画像は”NieR:Automata Ver1.1a”第8話より引用

 とか思ってたらイカレ女が赤ビキニで鯵押し付けてきて意味わかんないし、急に『シリアス担当主役に大事な問いかけを投げます!』みたいな顔してくるし、予感大的中で9Sくんは電脳牢獄にとらわれていくしで、こっちの情緒はメッタメタだよ!
 狂いきった戦場でも”人間”は笑いを求め生み出してしまうモノだし、どこか真芯からズレた奇妙なセンスで作られるユーモアが、背景世界とマッチしてて大変良かった。
 自分たちが作った美しい戦場に生真面目だからこそ、自然と生まれてしまう身じろぎがスポッと間隙をついてきて、生まれる笑いがチャーミングなのは大変いいな、と思う。
 そうやって緩めた腹筋を、全力でぶん殴ってくる手際もいいしなッ!

 第6話でリリィが2Bにだけ語ってくれた記憶の意味を、彼女はもちろん知っている。
 そういう優しさは闘いに取っては夾雑物でしかなく、釣りだのビキニだの人生エンジョイしまくってる(素振りを隠さず、そういう自分を対外的にプロデュースしている)ジャッカスは、そんなノイズこそが大事なのだと鋭く問う。
 心を揺らす眼の前の現実から目を塞ぎ、命令に従順な機械であることを自分に命じても、それに抗う己がいる。
 世界と心の狭間で揺れる花に、どんな願いをかけるのか。
 鋼鉄アンドロイドヒロイン2Bちゃんが、その鉄面皮に熱い血潮をたぎらせていると十分知っている視聴者としては、彼女が彼女だけの真実に素直に生きて欲しいと願う気持ちと、それを誰も許してはくれないのだろうというハラハラで、心が揺さぶられる。
 こういう揺さぶりをハードなアクションとドラマの激動だけでなく、むしろ静謐で美しい”日常”をエンジンに駆動させてくるのは、好みの語り口だし上手いとも思う。

 

 

 

画像は”NieR:Automata Ver1.1a”第8話より引用

 そして9Sくんに伸びる、正体不明の長い影。
 ハッキング担当として電子の心に触れ続けてきた彼が、逆に心を囚われる側に回るのは納得もあるし、段々と現実が侵食されていくモダンホラーの味わいは、白い平和と鯵まみれのコメディが結局”寄り道”なのだと、見てる側に思い出させてくれた。
 現実認識それ自体がハッキングされているので、異様な状況に飲み込まれていることに9Sが気づけないまま世界が書き換わっている感じ、大変良いですね。
 奇っ怪なアトリエが姿なきハッカーの押し付けたものなのか、9S自身の心の繁栄なのかはまだ分からないけども、普段は機械生命体への容赦なき殺意を反射してバカでかく描かれる剣が、頼りのない存在感に縮小しているところとか、凄く良い表現だった。

**対象レコード:**
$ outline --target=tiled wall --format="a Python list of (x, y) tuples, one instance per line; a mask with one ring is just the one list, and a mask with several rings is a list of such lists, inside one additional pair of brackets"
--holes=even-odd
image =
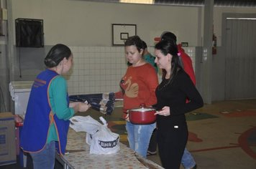
[[(124, 74), (127, 60), (124, 47), (70, 47), (74, 62), (68, 80), (69, 95), (117, 92), (119, 81)], [(154, 48), (149, 47), (154, 55)], [(193, 48), (185, 50), (191, 55), (195, 67)], [(195, 68), (195, 67), (194, 67)], [(159, 82), (161, 75), (158, 74)]]
[(65, 76), (69, 95), (117, 92), (126, 72), (124, 47), (70, 47), (72, 69)]

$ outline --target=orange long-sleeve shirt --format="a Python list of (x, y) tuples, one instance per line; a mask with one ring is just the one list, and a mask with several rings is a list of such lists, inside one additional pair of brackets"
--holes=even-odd
[[(157, 74), (151, 64), (129, 66), (120, 81), (120, 87), (124, 91), (124, 112), (139, 107), (142, 103), (146, 106), (156, 104), (155, 89), (157, 85)], [(116, 95), (118, 94), (120, 92)]]

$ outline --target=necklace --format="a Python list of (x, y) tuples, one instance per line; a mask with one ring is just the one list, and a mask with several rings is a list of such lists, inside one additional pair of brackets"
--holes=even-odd
[(162, 90), (170, 84), (170, 79), (164, 79), (157, 87), (157, 90)]

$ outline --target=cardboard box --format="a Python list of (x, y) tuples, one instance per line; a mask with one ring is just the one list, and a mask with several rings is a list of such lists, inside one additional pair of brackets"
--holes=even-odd
[(17, 163), (14, 117), (0, 112), (0, 165)]

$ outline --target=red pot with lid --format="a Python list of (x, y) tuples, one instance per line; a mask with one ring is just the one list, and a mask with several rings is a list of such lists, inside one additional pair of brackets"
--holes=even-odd
[(129, 110), (129, 120), (135, 125), (149, 125), (154, 123), (156, 120), (155, 108), (151, 107), (145, 107), (145, 104), (142, 104), (140, 107)]

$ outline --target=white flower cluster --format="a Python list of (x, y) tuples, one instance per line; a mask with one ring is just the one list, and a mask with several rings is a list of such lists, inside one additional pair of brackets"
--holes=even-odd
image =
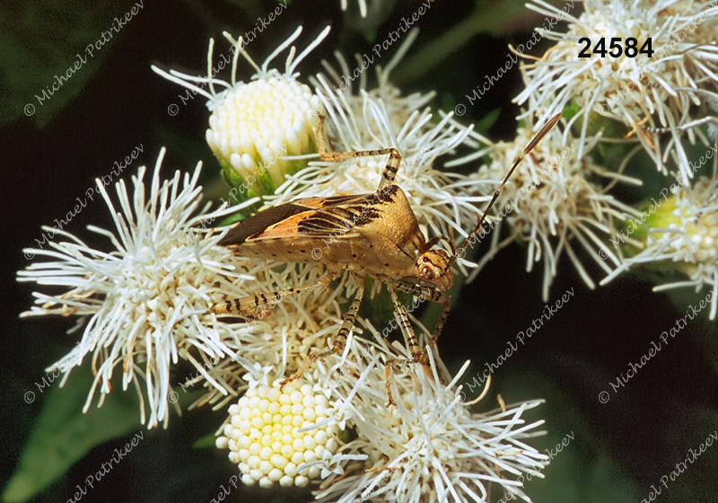
[[(671, 189), (673, 196), (693, 201), (685, 203), (693, 205), (686, 214), (702, 215), (700, 207), (705, 203), (701, 201), (705, 198), (690, 194), (702, 191), (705, 183), (713, 181), (687, 187), (704, 163), (703, 157), (699, 163), (691, 162), (688, 152), (705, 147), (688, 148), (687, 143), (699, 140), (706, 146), (709, 159), (714, 153), (718, 119), (710, 113), (718, 110), (718, 4), (586, 0), (582, 9), (574, 11), (574, 2), (557, 7), (534, 0), (527, 6), (565, 21), (567, 31), (537, 29), (542, 38), (555, 44), (541, 57), (521, 55), (526, 59), (521, 66), (525, 88), (516, 101), (524, 107), (518, 118), (524, 125), (510, 143), (493, 143), (472, 132), (469, 140), (476, 152), (447, 165), (487, 159), (474, 179), (474, 193), (490, 195), (495, 185), (487, 185), (486, 181), (503, 178), (512, 160), (549, 118), (558, 112), (563, 112), (564, 118), (562, 127), (554, 128), (535, 146), (500, 194), (493, 222), (486, 224), (477, 236), (481, 241), (491, 234), (491, 246), (474, 274), (500, 250), (518, 241), (527, 244), (528, 271), (534, 263), (544, 263), (545, 299), (564, 252), (586, 285), (594, 287), (574, 243), (580, 244), (609, 273), (609, 279), (631, 264), (671, 261), (694, 264), (682, 269), (677, 266), (691, 279), (661, 288), (714, 285), (718, 260), (707, 250), (692, 254), (685, 249), (685, 240), (676, 237), (683, 234), (703, 239), (698, 236), (711, 235), (709, 225), (693, 230), (686, 226), (687, 220), (677, 221), (673, 232), (667, 234), (661, 234), (667, 229), (657, 225), (648, 233), (646, 243), (635, 236), (627, 240), (628, 248), (609, 243), (626, 241), (617, 237), (624, 222), (657, 222), (646, 221), (642, 216), (645, 212), (621, 202), (612, 190), (618, 183), (643, 183), (623, 174), (641, 152), (650, 156), (661, 173), (674, 163), (671, 176), (679, 181), (684, 195), (679, 196)], [(619, 54), (616, 47), (609, 47), (611, 40), (619, 43)], [(634, 46), (635, 50), (626, 52)], [(584, 47), (585, 54), (580, 56)], [(601, 47), (614, 56), (600, 54)], [(618, 149), (622, 151), (617, 154)], [(611, 155), (623, 159), (616, 168), (606, 166)], [(711, 180), (716, 180), (715, 170)], [(668, 211), (667, 207), (661, 212)], [(499, 232), (504, 221), (511, 228), (505, 237)], [(698, 218), (696, 222), (701, 225), (707, 221)], [(659, 235), (661, 239), (655, 239)], [(677, 241), (669, 245), (674, 237)], [(632, 256), (636, 246), (644, 250)]]
[[(477, 203), (487, 196), (474, 190), (469, 177), (440, 171), (437, 159), (468, 145), (471, 129), (451, 116), (436, 119), (426, 106), (431, 95), (404, 97), (388, 80), (416, 32), (407, 36), (397, 59), (379, 69), (378, 88), (367, 88), (364, 81), (358, 91), (336, 93), (328, 84), (337, 80), (336, 72), (325, 63), (329, 76), (317, 75), (312, 93), (296, 80), (295, 68), (327, 31), (296, 57), (295, 49), (289, 49), (284, 74), (268, 65), (301, 29), (261, 66), (246, 55), (241, 40), (227, 36), (234, 52), (231, 83), (215, 75), (213, 43), (206, 77), (155, 71), (182, 85), (197, 85), (207, 97), (212, 110), (207, 141), (223, 163), (225, 180), (233, 190), (244, 183), (245, 196), (267, 193), (261, 202), (277, 204), (376, 190), (384, 159), (314, 162), (294, 172), (313, 154), (319, 109), (326, 113), (335, 149), (394, 146), (400, 151), (397, 183), (408, 195), (426, 235), (466, 235), (466, 223), (476, 220)], [(255, 67), (249, 83), (236, 82), (239, 54)], [(226, 89), (217, 93), (215, 85)], [(311, 353), (331, 347), (342, 326), (342, 307), (357, 291), (356, 278), (345, 274), (337, 288), (265, 296), (320, 284), (323, 268), (233, 256), (218, 245), (228, 228), (213, 227), (259, 199), (208, 213), (199, 205), (199, 166), (183, 180), (177, 173), (161, 181), (162, 159), (162, 154), (149, 190), (144, 169), (133, 180), (131, 194), (123, 181), (117, 184), (119, 211), (103, 190), (117, 230), (94, 230), (109, 239), (114, 251), (99, 252), (63, 234), (68, 243), (54, 245), (53, 251), (33, 251), (55, 261), (32, 264), (20, 273), (22, 280), (67, 288), (62, 295), (37, 294), (38, 305), (29, 314), (81, 316), (82, 340), (57, 364), (58, 368), (67, 371), (92, 353), (98, 369), (94, 386), (100, 385), (104, 397), (121, 366), (123, 388), (132, 384), (148, 398), (150, 428), (167, 425), (169, 403), (179, 410), (171, 399), (177, 386), (206, 388), (194, 406), (211, 403), (219, 409), (236, 402), (229, 407), (217, 446), (229, 449), (247, 484), (313, 484), (320, 500), (349, 501), (355, 496), (416, 502), (486, 501), (489, 485), (496, 484), (529, 500), (517, 479), (540, 475), (547, 458), (524, 443), (542, 421), (527, 422), (522, 415), (538, 402), (477, 414), (461, 401), (459, 377), (451, 379), (431, 351), (427, 362), (385, 367), (387, 361), (404, 361), (411, 355), (400, 344), (376, 345), (362, 339), (363, 330), (357, 326), (343, 353), (314, 362), (302, 379), (283, 387), (282, 380)], [(255, 165), (262, 172), (252, 180)], [(231, 322), (218, 320), (212, 311), (226, 299), (253, 295), (276, 301), (266, 305), (258, 301), (251, 315)], [(357, 324), (376, 332), (361, 316)], [(196, 374), (183, 383), (171, 382), (171, 369), (184, 361)], [(385, 403), (388, 385), (396, 406)]]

**課題 1:**
次の(a)〜(c)が提示文の内容と合うかどうかを答える。それぞれ「はい」か「いいえ」とし、決め手となる提示文の語句をそのまま引用すること。
(a) 第6話でリリィは2Bにだけ記憶を語った。
(b) 9Sの剣は、アトリエの場面で普段より大きく描かれている。
(c) 9Sはハッキング担当として描かれている。
**課題 2:**
レコードの冒頭の行から始めて、「47), (72, 69)]」を含む行までを、両端の行も含めてそのまま引用する。画像は回答に含めないこと。

**演習結果 1:**
(a) はい。「第6話でリリィが2Bにだけ語ってくれた記憶」
(b) いいえ。「普段は機械生命体への容赦なき殺意を反射してバカでかく描かれる剣が、頼りのない存在感に縮小している」
(c) はい。「ハッキング担当として電子の心に触れ続けてきた彼」

**演習結果 2:**
$ outline --target=tiled wall --format="a Python list of (x, y) tuples, one instance per line; a mask with one ring is just the one list, and a mask with several rings is a list of such lists, inside one additional pair of brackets"
--holes=even-odd
image =
[[(124, 74), (127, 60), (124, 47), (70, 47), (74, 62), (68, 80), (69, 95), (117, 92), (119, 81)], [(154, 48), (149, 47), (154, 55)], [(193, 48), (185, 50), (191, 55), (195, 67)], [(195, 68), (195, 67), (194, 67)], [(159, 82), (161, 75), (158, 74)]]
[(65, 76), (69, 95), (117, 92), (126, 72), (124, 47), (70, 47), (72, 69)]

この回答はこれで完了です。